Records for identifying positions
↓↓↓

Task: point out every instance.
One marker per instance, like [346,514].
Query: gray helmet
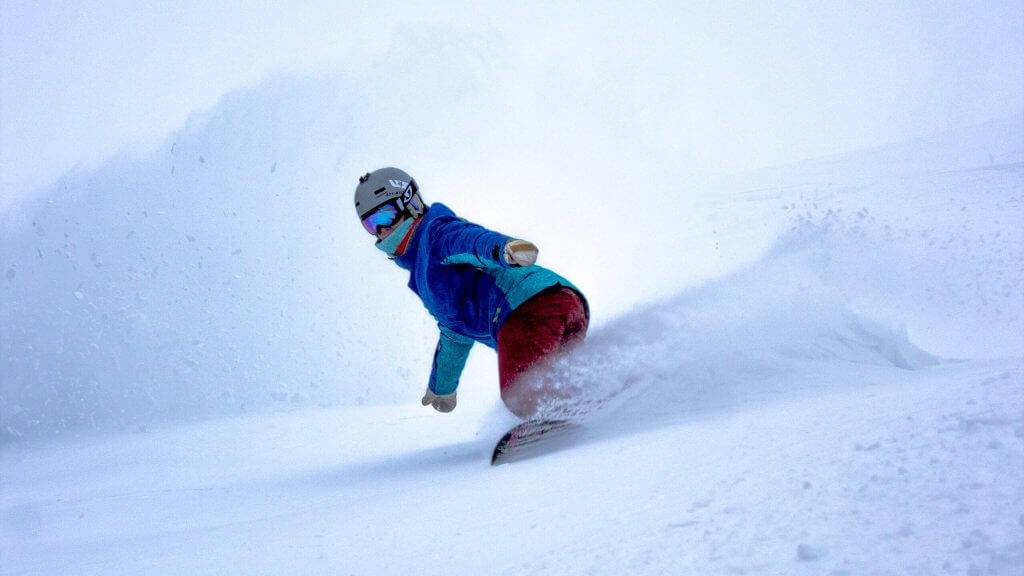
[381,187]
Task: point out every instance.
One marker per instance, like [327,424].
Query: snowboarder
[479,285]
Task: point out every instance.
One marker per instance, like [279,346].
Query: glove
[444,403]
[520,253]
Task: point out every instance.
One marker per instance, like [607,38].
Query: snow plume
[836,295]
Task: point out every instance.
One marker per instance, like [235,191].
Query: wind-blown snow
[850,400]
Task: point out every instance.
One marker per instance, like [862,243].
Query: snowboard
[530,439]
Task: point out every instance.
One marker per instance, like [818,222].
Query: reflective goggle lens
[385,216]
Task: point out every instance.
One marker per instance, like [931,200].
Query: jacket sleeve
[464,242]
[450,359]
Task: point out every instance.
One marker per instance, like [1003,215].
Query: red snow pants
[535,332]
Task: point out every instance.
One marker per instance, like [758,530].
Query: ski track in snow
[851,402]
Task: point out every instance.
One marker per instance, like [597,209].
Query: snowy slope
[850,401]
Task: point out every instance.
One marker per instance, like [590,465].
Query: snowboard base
[529,439]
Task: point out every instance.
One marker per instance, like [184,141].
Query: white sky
[724,85]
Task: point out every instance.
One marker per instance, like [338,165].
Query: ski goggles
[388,214]
[385,215]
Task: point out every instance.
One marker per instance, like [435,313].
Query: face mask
[390,244]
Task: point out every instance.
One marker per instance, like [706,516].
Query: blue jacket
[459,271]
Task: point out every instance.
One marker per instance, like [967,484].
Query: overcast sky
[725,85]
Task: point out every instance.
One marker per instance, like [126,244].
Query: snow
[840,389]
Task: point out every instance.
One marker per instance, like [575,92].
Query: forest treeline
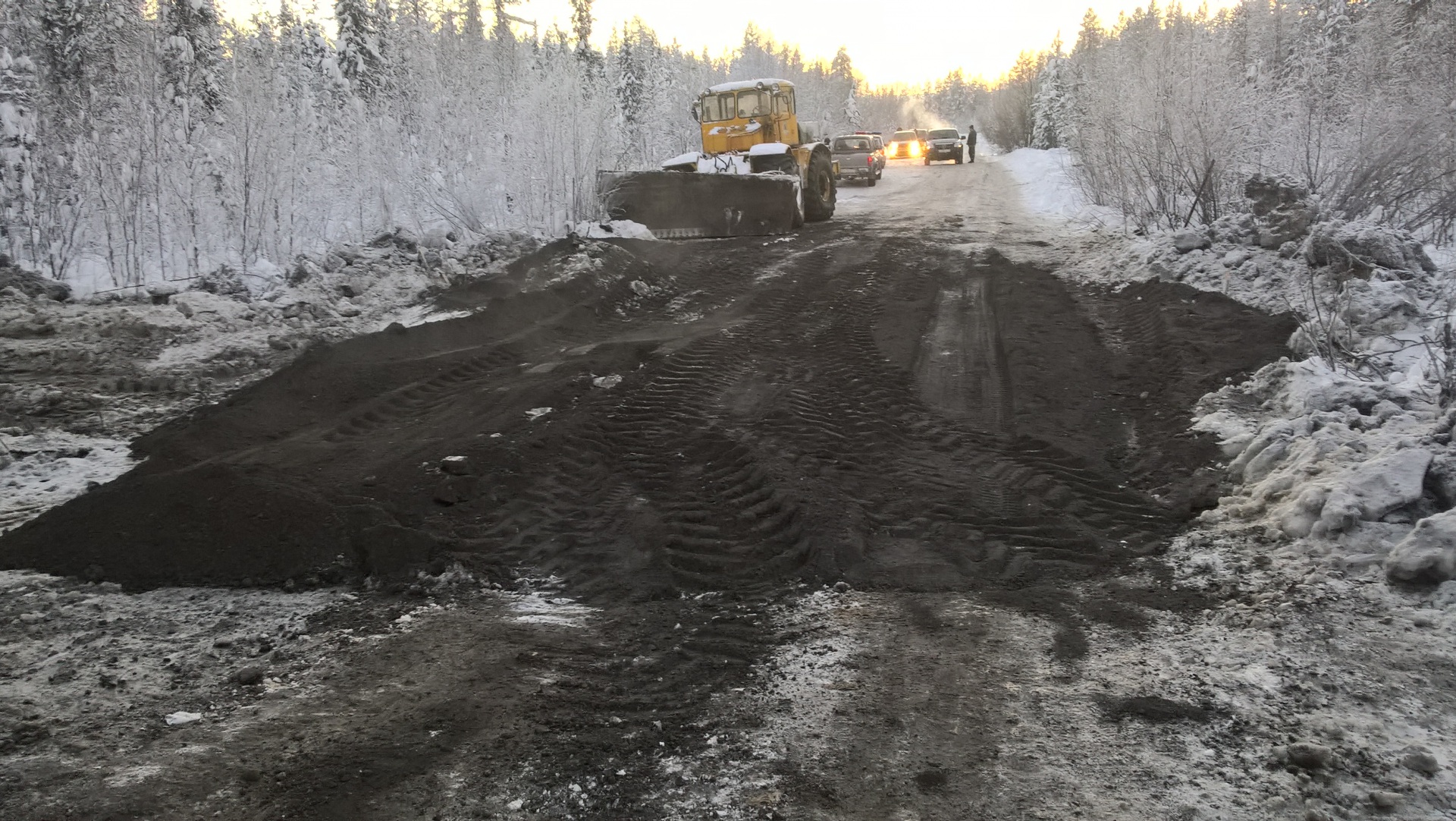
[159,142]
[1168,112]
[152,142]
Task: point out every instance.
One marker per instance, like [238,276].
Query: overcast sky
[890,41]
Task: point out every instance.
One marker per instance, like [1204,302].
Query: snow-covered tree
[191,55]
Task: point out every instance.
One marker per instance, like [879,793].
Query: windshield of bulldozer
[728,105]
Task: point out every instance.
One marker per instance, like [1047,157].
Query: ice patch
[42,470]
[1047,187]
[419,315]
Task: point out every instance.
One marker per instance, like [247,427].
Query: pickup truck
[944,144]
[855,156]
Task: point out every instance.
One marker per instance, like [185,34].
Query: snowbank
[613,229]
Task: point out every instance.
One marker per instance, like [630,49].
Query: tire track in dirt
[802,427]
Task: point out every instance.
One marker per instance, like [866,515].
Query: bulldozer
[761,172]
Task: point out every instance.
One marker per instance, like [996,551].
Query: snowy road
[864,523]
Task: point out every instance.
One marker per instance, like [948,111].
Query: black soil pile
[645,418]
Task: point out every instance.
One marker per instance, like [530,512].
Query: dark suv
[944,144]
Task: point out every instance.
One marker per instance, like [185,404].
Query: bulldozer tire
[819,191]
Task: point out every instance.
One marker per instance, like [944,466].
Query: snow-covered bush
[1351,101]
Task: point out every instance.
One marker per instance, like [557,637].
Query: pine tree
[582,24]
[1090,36]
[359,54]
[473,28]
[193,54]
[18,98]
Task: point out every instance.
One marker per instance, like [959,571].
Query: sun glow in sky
[890,41]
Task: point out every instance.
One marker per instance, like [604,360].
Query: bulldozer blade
[689,204]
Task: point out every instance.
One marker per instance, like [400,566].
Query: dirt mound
[207,524]
[647,418]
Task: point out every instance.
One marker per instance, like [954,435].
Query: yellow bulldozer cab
[734,117]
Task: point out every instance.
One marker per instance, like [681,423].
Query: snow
[740,85]
[46,469]
[613,229]
[1047,187]
[750,128]
[762,149]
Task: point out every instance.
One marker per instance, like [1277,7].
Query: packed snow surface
[1047,187]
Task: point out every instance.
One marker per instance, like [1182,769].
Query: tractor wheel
[819,190]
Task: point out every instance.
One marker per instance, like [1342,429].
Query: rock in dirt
[455,489]
[1360,248]
[34,285]
[1421,762]
[1375,488]
[162,293]
[391,549]
[1385,801]
[1440,480]
[457,464]
[1308,754]
[251,675]
[1282,207]
[1188,241]
[1429,553]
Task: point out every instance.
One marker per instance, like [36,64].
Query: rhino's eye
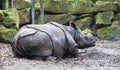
[86,38]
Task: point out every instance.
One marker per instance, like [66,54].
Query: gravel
[104,56]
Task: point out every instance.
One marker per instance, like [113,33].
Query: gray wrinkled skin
[51,39]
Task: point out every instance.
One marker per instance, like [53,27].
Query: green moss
[7,35]
[11,18]
[105,6]
[109,33]
[87,31]
[74,6]
[104,18]
[84,23]
[2,27]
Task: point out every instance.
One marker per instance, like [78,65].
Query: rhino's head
[83,41]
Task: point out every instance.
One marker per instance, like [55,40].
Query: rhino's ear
[72,24]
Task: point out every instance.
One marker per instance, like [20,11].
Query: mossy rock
[60,18]
[84,23]
[7,35]
[104,18]
[105,6]
[24,15]
[69,6]
[109,33]
[2,27]
[1,15]
[11,18]
[116,20]
[22,4]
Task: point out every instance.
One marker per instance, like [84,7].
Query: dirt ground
[104,56]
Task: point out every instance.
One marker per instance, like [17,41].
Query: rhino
[50,39]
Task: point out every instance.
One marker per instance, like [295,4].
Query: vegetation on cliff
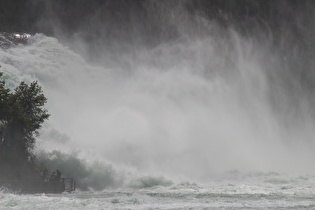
[22,113]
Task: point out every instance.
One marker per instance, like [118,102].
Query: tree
[22,113]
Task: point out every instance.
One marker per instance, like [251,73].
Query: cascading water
[218,109]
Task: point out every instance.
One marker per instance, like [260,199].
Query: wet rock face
[8,40]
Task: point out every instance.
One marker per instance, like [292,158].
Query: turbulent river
[194,124]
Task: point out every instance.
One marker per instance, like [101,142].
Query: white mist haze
[189,108]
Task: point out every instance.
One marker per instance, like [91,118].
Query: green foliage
[21,115]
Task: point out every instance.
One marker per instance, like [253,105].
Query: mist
[198,101]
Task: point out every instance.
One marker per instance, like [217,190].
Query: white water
[258,191]
[189,111]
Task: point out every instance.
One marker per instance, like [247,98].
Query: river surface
[256,191]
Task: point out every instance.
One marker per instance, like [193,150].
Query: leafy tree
[22,113]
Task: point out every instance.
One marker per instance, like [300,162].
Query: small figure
[58,175]
[53,176]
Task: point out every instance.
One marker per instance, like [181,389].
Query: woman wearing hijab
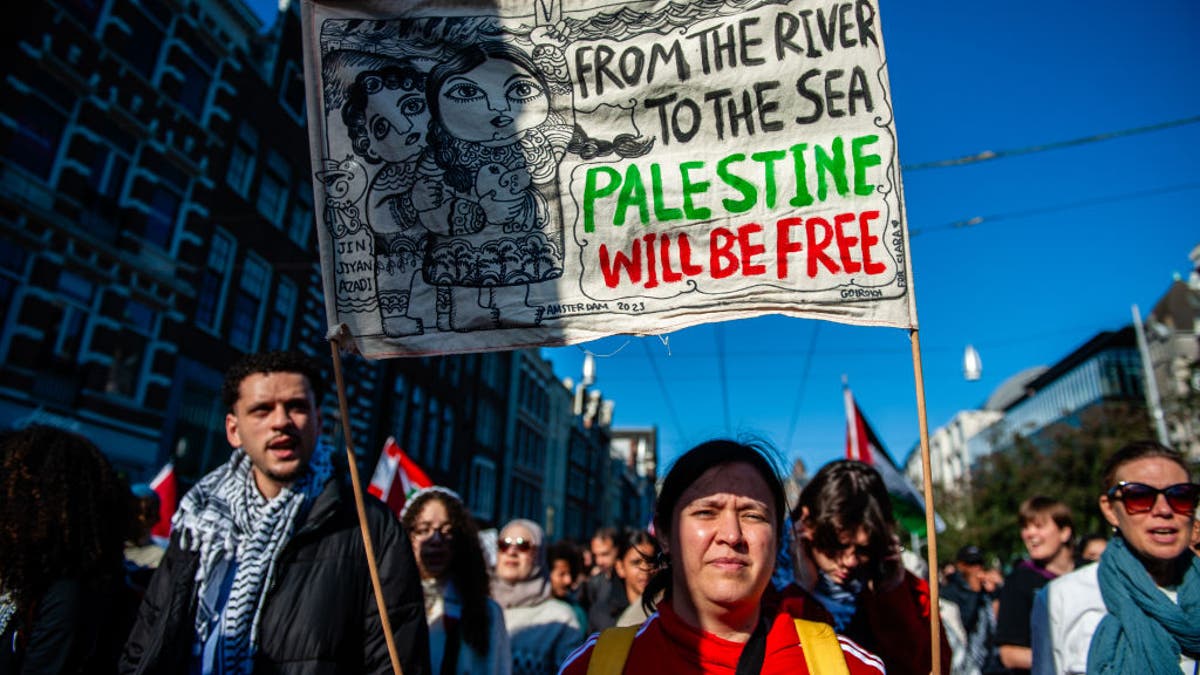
[1139,609]
[466,628]
[541,629]
[719,517]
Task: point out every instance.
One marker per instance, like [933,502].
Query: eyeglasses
[521,544]
[425,531]
[1139,497]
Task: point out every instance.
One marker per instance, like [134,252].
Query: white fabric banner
[515,173]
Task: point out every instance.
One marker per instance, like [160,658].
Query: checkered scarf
[225,517]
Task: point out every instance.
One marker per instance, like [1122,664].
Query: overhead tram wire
[666,393]
[988,155]
[1042,210]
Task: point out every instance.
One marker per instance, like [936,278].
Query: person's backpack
[822,652]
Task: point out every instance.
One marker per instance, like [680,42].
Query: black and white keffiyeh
[225,518]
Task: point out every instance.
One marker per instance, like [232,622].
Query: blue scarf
[1144,631]
[841,599]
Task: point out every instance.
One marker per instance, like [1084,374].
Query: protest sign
[516,173]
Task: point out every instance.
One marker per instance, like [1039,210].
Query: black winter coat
[319,615]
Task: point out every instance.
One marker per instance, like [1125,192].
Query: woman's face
[561,579]
[636,568]
[723,541]
[516,554]
[839,565]
[432,537]
[1044,539]
[397,120]
[1159,533]
[492,102]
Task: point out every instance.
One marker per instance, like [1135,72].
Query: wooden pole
[935,619]
[363,512]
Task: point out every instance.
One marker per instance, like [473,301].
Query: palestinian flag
[864,446]
[396,476]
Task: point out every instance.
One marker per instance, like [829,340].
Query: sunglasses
[1139,497]
[521,544]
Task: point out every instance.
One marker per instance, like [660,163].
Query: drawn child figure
[496,139]
[387,118]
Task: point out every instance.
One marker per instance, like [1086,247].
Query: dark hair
[635,538]
[687,470]
[568,551]
[401,76]
[270,362]
[607,532]
[467,567]
[64,512]
[1038,507]
[1135,451]
[847,496]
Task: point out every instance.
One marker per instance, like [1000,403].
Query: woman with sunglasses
[543,629]
[637,557]
[466,628]
[719,518]
[1139,609]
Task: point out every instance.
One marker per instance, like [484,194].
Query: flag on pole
[167,488]
[396,476]
[864,446]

↑↑↑

# Challenge
Gather each line from the records above that contains the string "water". Case matters, so include only lines where it appears with the same capitalization.

# Exercise answer
Query: cascading water
Query: white water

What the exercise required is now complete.